-- Data shown follows --

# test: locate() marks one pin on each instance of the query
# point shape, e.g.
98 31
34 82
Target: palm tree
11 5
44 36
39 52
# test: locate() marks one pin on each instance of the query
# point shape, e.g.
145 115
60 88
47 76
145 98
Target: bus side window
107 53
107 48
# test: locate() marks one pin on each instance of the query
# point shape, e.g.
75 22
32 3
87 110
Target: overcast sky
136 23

-- Data shown concluded --

◆ Task statement
All records above need to be set down again exactly as written.

◆ Problem solution
# test: locate() marks one pin on each instance of the query
# point shape, e.g.
98 31
34 82
Target: palm tree
11 5
44 36
39 52
# test: locate() marks one pin on each instance of the query
# point shape, e.g.
145 115
60 88
47 76
145 98
Target: bus side window
107 53
107 48
# test: locate() marks one pin on each instance of the query
# point shape, e.g.
75 22
32 3
87 110
Target: overcast sky
136 23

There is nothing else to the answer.